[Stored items]
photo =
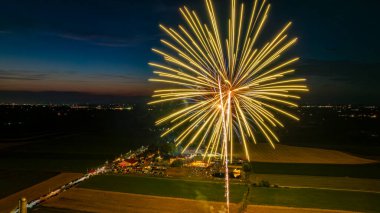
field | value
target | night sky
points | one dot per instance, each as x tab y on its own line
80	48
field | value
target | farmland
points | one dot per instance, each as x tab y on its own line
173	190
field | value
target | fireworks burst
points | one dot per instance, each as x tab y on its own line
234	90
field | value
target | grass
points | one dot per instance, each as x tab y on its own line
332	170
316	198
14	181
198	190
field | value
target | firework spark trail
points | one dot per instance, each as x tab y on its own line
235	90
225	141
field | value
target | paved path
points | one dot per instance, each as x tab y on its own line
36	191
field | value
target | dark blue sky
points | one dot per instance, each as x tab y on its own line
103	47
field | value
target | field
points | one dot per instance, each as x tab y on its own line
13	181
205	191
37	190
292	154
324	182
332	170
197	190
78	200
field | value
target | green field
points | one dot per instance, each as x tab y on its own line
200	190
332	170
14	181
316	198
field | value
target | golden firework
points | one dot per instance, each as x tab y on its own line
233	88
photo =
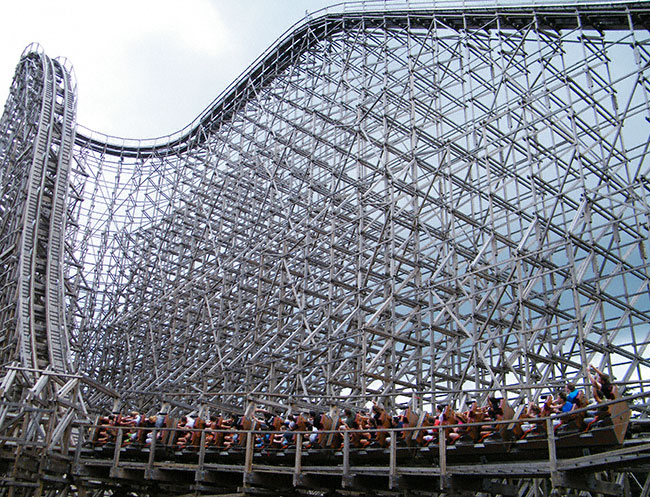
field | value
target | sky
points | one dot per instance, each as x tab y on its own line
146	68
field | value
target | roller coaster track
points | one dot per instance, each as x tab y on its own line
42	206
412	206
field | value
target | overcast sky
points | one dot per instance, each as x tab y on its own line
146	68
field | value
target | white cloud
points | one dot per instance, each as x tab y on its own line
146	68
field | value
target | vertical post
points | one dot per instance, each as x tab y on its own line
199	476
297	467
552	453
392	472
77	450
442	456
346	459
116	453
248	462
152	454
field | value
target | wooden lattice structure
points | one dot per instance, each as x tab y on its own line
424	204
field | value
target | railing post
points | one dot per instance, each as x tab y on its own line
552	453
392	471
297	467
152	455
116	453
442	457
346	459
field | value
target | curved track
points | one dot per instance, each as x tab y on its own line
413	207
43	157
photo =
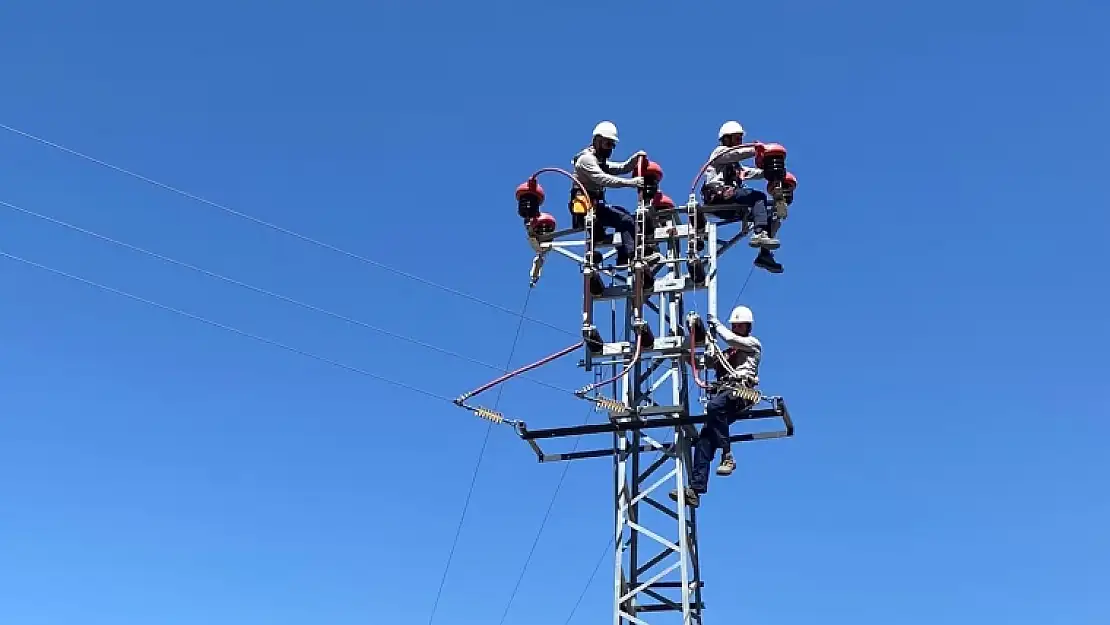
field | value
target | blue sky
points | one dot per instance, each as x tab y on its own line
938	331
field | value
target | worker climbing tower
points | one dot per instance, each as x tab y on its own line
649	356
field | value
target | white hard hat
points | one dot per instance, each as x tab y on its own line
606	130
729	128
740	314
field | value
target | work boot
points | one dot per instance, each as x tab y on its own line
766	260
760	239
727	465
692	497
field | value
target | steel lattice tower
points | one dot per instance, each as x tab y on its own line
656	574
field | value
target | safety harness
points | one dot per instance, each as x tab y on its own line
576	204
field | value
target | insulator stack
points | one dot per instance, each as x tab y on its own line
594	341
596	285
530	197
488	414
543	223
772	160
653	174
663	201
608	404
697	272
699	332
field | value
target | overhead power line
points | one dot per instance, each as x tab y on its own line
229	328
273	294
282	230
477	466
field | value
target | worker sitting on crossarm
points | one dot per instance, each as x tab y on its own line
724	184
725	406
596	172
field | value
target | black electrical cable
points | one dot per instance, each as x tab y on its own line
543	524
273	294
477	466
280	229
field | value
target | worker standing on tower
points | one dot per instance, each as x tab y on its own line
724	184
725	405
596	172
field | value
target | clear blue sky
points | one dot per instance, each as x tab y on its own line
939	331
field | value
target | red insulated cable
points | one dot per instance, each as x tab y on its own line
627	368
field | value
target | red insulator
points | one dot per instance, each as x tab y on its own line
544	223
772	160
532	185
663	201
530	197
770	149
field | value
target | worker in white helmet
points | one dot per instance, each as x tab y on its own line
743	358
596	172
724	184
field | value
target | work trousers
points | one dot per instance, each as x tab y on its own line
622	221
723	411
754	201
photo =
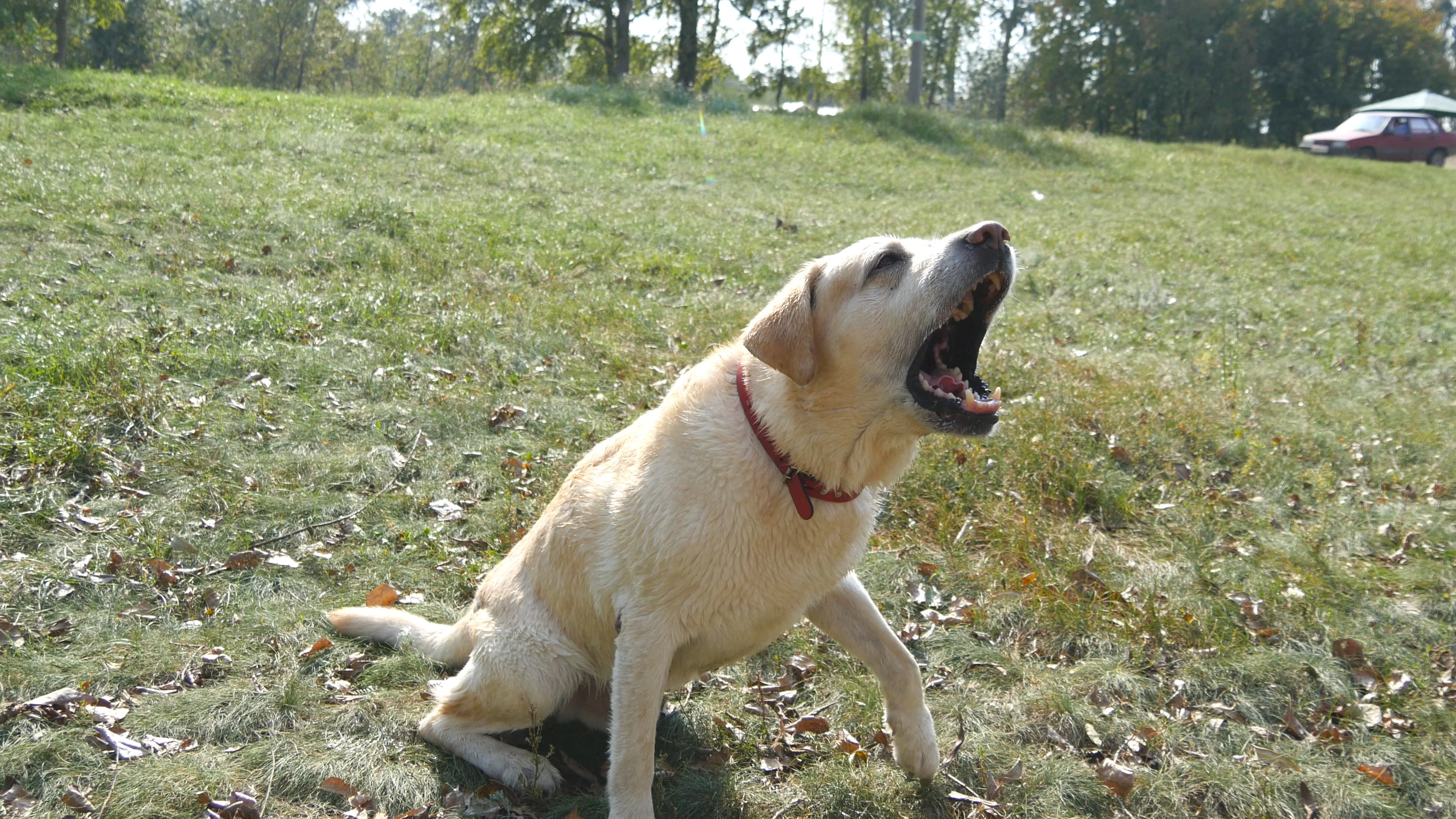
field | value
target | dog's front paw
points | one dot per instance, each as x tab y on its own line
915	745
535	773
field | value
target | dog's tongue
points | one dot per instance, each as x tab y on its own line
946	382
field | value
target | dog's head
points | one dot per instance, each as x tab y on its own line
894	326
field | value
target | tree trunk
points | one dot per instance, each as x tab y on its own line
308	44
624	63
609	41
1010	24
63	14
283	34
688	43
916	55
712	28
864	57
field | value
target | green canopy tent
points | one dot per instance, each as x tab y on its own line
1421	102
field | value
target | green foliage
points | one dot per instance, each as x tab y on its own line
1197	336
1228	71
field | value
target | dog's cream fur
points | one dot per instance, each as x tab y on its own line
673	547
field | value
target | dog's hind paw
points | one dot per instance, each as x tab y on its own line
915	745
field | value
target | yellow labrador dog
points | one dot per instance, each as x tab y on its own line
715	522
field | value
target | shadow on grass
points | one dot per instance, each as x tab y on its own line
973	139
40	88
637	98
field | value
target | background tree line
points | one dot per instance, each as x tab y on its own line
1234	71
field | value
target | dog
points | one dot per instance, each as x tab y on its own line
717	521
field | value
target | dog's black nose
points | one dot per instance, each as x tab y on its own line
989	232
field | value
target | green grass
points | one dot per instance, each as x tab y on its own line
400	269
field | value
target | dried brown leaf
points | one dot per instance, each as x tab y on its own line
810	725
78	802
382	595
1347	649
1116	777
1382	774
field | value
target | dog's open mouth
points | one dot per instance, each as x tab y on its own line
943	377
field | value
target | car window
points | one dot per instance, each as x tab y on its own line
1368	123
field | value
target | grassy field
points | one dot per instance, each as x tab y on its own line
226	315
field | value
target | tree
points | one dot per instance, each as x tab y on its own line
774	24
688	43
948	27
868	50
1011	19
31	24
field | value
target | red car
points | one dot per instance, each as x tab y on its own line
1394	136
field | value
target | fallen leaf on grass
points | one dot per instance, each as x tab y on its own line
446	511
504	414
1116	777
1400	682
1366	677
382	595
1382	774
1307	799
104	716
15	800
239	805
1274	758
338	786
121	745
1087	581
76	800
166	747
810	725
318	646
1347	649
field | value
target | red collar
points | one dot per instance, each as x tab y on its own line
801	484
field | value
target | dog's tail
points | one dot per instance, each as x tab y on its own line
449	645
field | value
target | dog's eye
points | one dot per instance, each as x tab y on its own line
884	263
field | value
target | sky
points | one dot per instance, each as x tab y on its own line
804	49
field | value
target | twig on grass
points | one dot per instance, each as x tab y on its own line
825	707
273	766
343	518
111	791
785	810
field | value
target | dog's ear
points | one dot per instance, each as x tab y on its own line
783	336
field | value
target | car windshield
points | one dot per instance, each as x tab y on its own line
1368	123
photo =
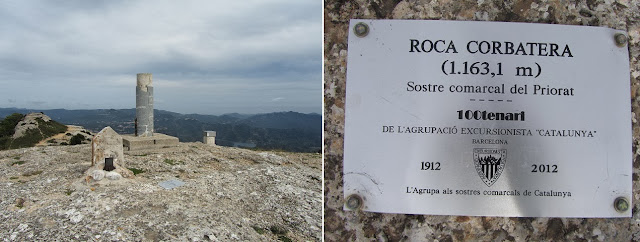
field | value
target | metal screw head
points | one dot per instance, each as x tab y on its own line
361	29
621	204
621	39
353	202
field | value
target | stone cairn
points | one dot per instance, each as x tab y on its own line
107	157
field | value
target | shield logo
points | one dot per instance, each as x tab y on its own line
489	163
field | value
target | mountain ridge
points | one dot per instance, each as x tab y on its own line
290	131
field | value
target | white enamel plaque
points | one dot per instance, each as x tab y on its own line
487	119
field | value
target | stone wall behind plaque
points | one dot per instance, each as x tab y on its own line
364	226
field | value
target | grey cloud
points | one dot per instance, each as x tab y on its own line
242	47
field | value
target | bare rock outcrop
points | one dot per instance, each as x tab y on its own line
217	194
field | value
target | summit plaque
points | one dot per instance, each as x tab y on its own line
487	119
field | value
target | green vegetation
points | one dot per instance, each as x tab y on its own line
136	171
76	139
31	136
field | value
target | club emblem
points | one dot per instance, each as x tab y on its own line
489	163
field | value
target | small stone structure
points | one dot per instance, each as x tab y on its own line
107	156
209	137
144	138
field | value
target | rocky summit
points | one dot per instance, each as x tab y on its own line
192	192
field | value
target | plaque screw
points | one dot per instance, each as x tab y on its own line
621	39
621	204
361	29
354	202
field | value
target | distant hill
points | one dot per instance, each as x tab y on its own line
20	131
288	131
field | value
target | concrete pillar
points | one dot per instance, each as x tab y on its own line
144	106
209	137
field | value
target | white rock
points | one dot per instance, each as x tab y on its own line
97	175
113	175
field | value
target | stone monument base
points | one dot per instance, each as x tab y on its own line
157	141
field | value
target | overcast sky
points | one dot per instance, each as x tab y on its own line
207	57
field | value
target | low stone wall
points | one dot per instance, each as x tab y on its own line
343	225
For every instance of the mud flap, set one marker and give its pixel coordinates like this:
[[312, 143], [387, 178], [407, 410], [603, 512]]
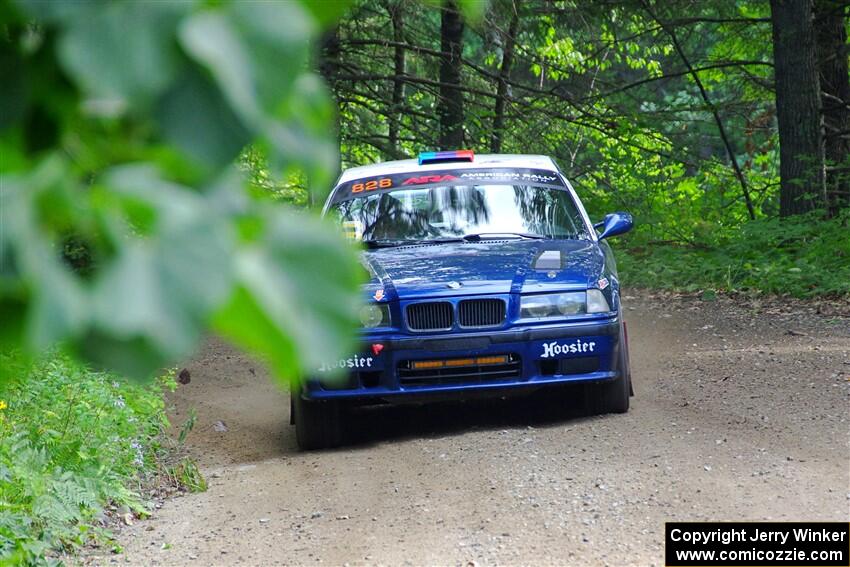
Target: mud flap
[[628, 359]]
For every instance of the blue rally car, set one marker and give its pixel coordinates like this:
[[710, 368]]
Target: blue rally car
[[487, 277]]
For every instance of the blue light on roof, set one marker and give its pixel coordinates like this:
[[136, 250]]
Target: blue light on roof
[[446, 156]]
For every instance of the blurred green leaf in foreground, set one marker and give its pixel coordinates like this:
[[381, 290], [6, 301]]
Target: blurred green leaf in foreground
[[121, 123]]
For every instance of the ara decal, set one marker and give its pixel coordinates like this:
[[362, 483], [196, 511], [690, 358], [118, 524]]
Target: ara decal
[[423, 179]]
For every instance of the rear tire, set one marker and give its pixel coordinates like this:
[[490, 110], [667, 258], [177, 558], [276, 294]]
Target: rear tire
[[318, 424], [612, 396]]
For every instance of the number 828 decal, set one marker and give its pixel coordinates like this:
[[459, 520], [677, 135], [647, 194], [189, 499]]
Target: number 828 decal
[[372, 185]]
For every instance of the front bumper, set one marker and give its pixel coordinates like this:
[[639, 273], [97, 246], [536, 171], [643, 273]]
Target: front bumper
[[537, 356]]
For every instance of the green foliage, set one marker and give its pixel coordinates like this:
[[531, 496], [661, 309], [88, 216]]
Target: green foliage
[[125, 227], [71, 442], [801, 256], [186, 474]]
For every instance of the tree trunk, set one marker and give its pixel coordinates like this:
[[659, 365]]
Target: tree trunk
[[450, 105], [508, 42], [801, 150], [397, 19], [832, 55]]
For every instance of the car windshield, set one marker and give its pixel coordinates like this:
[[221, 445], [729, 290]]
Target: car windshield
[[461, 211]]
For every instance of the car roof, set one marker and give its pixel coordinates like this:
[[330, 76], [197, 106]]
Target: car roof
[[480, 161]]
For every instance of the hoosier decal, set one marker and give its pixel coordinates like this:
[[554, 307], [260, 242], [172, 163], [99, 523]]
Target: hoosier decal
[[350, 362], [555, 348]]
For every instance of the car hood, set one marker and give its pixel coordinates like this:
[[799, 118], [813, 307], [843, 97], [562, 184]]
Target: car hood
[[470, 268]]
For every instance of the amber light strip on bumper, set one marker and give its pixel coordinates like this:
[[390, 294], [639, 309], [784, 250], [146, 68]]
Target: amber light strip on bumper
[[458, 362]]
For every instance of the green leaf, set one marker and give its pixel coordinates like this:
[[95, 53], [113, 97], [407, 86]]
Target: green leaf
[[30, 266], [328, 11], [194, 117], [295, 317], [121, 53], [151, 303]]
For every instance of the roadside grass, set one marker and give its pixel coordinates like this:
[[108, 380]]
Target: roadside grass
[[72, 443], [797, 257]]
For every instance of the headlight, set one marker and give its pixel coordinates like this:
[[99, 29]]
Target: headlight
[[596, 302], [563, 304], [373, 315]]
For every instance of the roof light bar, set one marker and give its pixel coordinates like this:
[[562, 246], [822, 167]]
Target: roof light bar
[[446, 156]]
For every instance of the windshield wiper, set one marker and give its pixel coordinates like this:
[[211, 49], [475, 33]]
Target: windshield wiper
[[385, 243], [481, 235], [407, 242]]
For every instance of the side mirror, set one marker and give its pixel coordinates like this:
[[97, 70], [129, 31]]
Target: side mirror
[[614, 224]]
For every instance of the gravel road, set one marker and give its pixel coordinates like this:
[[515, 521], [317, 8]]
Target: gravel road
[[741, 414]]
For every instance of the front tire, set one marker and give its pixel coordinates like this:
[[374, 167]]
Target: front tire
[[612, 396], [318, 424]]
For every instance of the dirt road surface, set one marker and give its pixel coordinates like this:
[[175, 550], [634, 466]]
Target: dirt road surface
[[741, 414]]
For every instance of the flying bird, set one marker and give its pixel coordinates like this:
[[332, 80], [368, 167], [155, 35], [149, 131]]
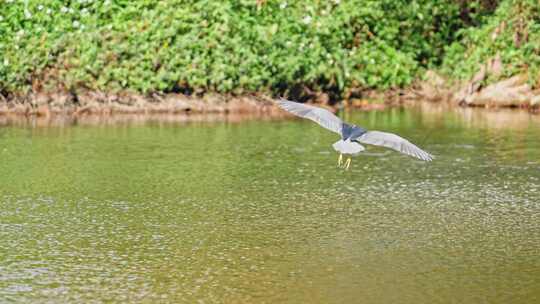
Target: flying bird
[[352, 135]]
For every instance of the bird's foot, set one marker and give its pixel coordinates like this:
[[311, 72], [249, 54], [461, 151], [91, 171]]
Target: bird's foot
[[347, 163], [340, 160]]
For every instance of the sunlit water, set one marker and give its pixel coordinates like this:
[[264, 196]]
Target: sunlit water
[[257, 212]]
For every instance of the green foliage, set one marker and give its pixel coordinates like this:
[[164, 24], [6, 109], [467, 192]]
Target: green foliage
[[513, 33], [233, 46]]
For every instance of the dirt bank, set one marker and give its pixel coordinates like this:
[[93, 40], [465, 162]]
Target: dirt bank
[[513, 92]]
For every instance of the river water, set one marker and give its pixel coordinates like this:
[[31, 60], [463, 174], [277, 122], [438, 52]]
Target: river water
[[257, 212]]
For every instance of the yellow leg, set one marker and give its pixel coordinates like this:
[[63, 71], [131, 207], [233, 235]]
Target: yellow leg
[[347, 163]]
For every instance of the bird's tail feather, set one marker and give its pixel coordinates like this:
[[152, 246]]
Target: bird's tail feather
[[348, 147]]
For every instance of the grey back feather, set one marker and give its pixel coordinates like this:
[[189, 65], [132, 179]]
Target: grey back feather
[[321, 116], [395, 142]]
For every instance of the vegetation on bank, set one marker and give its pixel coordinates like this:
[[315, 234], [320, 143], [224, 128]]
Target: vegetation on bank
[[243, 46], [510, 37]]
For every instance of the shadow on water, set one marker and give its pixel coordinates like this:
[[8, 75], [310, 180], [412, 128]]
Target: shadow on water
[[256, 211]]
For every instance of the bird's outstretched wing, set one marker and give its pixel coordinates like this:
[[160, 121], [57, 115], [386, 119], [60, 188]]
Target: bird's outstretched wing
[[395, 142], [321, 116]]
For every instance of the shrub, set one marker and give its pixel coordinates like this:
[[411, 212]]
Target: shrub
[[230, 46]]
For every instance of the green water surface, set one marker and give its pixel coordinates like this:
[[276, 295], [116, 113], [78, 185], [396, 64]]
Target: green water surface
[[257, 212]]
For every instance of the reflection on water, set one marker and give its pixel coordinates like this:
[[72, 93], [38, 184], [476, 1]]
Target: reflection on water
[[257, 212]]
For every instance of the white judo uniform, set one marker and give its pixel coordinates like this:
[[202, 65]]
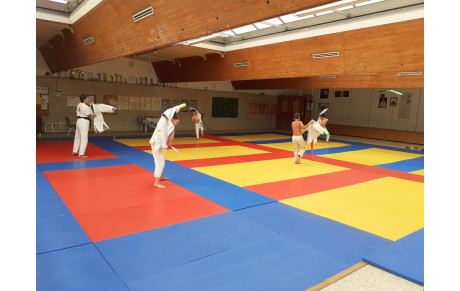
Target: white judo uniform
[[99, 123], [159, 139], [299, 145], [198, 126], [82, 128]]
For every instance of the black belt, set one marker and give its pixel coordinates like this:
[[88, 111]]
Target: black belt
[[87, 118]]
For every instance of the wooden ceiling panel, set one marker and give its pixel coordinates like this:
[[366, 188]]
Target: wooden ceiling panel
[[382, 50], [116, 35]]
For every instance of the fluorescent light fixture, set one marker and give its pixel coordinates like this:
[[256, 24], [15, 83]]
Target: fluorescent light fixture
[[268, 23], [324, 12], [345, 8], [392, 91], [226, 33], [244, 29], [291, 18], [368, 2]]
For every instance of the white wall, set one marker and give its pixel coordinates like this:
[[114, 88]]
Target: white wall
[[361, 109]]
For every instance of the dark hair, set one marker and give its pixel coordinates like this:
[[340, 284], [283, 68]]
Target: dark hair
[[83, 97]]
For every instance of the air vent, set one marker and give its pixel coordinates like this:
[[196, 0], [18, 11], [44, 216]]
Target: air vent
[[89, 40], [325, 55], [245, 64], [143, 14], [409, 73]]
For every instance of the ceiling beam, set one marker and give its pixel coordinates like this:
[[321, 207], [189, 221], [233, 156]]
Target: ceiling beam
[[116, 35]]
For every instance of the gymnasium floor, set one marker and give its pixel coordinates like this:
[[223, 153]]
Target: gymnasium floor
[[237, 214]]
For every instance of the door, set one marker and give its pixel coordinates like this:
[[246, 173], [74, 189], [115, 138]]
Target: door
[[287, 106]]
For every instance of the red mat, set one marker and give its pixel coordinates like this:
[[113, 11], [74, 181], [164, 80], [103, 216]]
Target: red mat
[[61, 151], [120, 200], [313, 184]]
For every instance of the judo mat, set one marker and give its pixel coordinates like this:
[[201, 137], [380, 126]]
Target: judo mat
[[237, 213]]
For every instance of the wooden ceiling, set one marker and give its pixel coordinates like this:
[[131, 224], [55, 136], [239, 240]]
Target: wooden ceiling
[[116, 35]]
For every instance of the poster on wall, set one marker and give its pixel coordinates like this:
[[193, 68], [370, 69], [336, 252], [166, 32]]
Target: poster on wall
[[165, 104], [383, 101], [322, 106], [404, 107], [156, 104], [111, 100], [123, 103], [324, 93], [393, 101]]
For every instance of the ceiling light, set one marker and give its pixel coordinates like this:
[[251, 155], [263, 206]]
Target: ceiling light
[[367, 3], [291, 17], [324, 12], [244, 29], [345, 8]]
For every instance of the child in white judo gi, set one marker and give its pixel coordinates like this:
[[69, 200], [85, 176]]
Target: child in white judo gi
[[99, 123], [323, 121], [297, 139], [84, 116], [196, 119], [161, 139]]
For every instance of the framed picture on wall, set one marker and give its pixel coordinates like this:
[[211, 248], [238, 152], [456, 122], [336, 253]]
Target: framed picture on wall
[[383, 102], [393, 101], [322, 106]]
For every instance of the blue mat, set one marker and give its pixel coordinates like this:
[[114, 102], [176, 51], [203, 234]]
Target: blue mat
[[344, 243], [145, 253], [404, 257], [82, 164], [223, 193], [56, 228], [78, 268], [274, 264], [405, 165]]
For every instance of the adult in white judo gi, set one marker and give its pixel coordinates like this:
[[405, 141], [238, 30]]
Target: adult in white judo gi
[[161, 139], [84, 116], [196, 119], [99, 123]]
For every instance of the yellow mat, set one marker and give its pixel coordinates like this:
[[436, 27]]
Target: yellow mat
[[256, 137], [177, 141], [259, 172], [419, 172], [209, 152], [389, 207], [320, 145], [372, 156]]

Instructions for the task:
Proceeding from the line containing "target | blue sky" through the line containing "target | safety harness", transcribe the lines above exactly, both end lines included.

Response below:
target | blue sky
points | one dot per instance, each as x tab y on its own line
938	331
field | value
target | worker climbing tower
points | one dot per instance, each as x tab y on its own line
649	356
field | value
target | white hard hat
points | one dot per instance, each as x tab y on its own line
606	130
729	128
740	314
field | value
target | work boot
points | one dot per instance, each as x tab y on its own line
766	260
760	239
727	465
692	497
field | value
target | steel lattice tower
points | one dot per instance, each as x tab y on its own line
656	574
field | value
target | safety harness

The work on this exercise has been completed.